= Work to complete =
Write out these lines again with "rough mask" replaced by "coarse mask" everywhere and everything else left as it is. Leave the pictures out.

*** Opening Task data ***

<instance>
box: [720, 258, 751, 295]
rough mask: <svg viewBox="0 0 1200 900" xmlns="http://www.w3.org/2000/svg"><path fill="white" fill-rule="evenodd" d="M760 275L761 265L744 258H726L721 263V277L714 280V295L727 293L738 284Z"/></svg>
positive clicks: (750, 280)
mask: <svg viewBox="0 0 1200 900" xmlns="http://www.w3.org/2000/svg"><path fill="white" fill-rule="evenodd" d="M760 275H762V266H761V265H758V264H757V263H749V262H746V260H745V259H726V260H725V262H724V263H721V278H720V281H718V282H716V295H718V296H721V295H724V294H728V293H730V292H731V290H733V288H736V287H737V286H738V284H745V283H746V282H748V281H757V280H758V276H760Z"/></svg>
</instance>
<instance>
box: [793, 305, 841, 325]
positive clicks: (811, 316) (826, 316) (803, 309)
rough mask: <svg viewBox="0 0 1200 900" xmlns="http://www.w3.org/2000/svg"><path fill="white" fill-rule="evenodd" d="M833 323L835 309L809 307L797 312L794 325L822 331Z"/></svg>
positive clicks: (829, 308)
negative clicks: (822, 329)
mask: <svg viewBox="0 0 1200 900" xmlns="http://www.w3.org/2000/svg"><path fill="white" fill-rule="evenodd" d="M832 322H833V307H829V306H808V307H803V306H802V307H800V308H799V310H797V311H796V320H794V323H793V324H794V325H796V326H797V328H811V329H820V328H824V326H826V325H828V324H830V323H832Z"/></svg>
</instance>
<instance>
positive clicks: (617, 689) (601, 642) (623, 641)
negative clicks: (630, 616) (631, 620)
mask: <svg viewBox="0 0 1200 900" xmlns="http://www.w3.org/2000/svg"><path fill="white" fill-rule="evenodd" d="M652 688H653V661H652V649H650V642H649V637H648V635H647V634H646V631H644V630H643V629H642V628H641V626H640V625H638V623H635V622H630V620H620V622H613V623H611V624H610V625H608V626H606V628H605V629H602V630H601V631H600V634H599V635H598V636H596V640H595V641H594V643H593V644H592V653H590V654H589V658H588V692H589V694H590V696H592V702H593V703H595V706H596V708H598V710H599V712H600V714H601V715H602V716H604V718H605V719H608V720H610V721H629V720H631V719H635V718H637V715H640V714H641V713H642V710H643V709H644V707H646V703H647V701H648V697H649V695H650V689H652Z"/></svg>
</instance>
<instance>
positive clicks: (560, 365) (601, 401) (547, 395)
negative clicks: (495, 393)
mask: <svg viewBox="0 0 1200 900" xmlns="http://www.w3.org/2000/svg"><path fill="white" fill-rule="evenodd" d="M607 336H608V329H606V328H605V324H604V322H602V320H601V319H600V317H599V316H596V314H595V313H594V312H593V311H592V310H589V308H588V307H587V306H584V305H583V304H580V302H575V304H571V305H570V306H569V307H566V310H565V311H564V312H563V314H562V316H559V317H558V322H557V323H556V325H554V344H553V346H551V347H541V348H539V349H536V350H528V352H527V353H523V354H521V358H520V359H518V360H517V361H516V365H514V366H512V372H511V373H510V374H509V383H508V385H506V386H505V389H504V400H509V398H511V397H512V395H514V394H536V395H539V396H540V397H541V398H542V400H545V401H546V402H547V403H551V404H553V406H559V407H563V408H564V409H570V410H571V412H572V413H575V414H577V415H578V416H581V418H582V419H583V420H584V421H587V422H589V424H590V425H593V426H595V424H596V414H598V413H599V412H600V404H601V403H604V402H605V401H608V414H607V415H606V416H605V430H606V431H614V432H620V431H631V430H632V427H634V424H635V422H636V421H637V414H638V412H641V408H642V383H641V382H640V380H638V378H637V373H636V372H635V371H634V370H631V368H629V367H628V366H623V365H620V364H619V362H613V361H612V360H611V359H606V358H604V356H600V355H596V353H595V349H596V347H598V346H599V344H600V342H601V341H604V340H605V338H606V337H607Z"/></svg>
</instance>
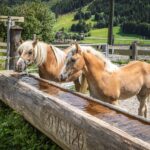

*** Closing Task data ***

= Result for this exercise =
<instance>
box: [720, 258, 751, 295]
coarse mask: <svg viewBox="0 0 1200 900" xmlns="http://www.w3.org/2000/svg"><path fill="white" fill-rule="evenodd" d="M760 275L761 265L744 258H726L721 263V277L714 280V295L727 293L738 284Z"/></svg>
positive clicks: (750, 280)
mask: <svg viewBox="0 0 1200 900" xmlns="http://www.w3.org/2000/svg"><path fill="white" fill-rule="evenodd" d="M760 275H762V266H761V265H758V264H757V263H749V262H746V260H745V259H726V260H725V262H724V263H721V278H720V281H718V282H716V295H718V296H721V295H724V294H728V293H730V292H731V290H733V288H736V287H737V286H738V284H745V283H746V282H748V281H757V280H758V276H760Z"/></svg>
</instance>
<instance>
box: [793, 305, 841, 325]
positive clicks: (811, 316) (826, 316) (803, 309)
coarse mask: <svg viewBox="0 0 1200 900" xmlns="http://www.w3.org/2000/svg"><path fill="white" fill-rule="evenodd" d="M833 323L835 309L809 307L797 312L794 325L822 331Z"/></svg>
positive clicks: (829, 308)
negative clicks: (822, 329)
mask: <svg viewBox="0 0 1200 900" xmlns="http://www.w3.org/2000/svg"><path fill="white" fill-rule="evenodd" d="M832 322H833V307H829V306H808V307H803V306H802V307H800V308H799V310H797V311H796V320H794V323H793V324H794V325H796V326H797V328H811V329H820V328H824V326H826V325H828V324H830V323H832Z"/></svg>
</instance>
<instance>
positive clicks: (617, 689) (601, 642) (623, 641)
negative clicks: (630, 616) (631, 620)
mask: <svg viewBox="0 0 1200 900" xmlns="http://www.w3.org/2000/svg"><path fill="white" fill-rule="evenodd" d="M652 688H653V661H652V649H650V642H649V637H648V635H647V634H646V631H644V630H643V629H642V628H641V626H640V625H638V623H635V622H630V620H620V622H613V623H611V624H610V625H608V626H606V628H605V629H602V630H601V631H600V634H599V635H598V636H596V640H595V641H594V643H593V644H592V653H590V654H589V658H588V692H589V694H590V696H592V702H593V703H595V706H596V708H598V710H599V712H600V714H601V715H602V716H604V718H605V719H608V720H610V721H629V720H631V719H635V718H637V715H640V714H641V713H642V710H643V709H644V707H646V703H647V701H648V697H649V695H650V689H652Z"/></svg>
</instance>
<instance>
positive clicks: (560, 365) (601, 401) (547, 395)
negative clicks: (495, 393)
mask: <svg viewBox="0 0 1200 900" xmlns="http://www.w3.org/2000/svg"><path fill="white" fill-rule="evenodd" d="M607 336H608V329H606V328H605V324H604V322H602V320H601V319H600V317H599V316H596V314H595V313H594V312H593V311H592V310H589V308H588V307H587V306H584V305H583V304H580V302H575V304H571V305H570V306H569V307H566V310H565V311H564V312H563V314H562V316H559V317H558V322H557V323H556V325H554V344H553V346H551V347H541V348H539V349H536V350H528V352H527V353H523V354H521V358H520V359H518V360H517V361H516V365H514V366H512V372H511V373H510V374H509V383H508V385H506V386H505V389H504V400H509V398H511V397H512V395H514V394H536V395H539V396H540V397H541V398H542V400H545V401H546V402H547V403H551V404H553V406H559V407H563V408H564V409H570V410H571V412H572V413H575V414H577V415H578V416H581V418H582V419H583V420H584V421H587V422H589V424H590V425H593V426H595V424H596V414H598V413H599V412H600V404H601V403H604V402H605V401H608V414H607V415H606V416H605V430H606V431H614V432H620V431H631V430H632V427H634V424H635V422H636V421H637V414H638V412H641V408H642V383H641V382H640V380H638V378H637V373H636V372H635V371H634V370H631V368H629V367H628V366H623V365H620V364H619V362H613V361H612V360H611V359H606V358H604V356H600V355H596V353H595V349H596V347H598V346H599V344H600V342H601V341H604V340H605V338H606V337H607Z"/></svg>
</instance>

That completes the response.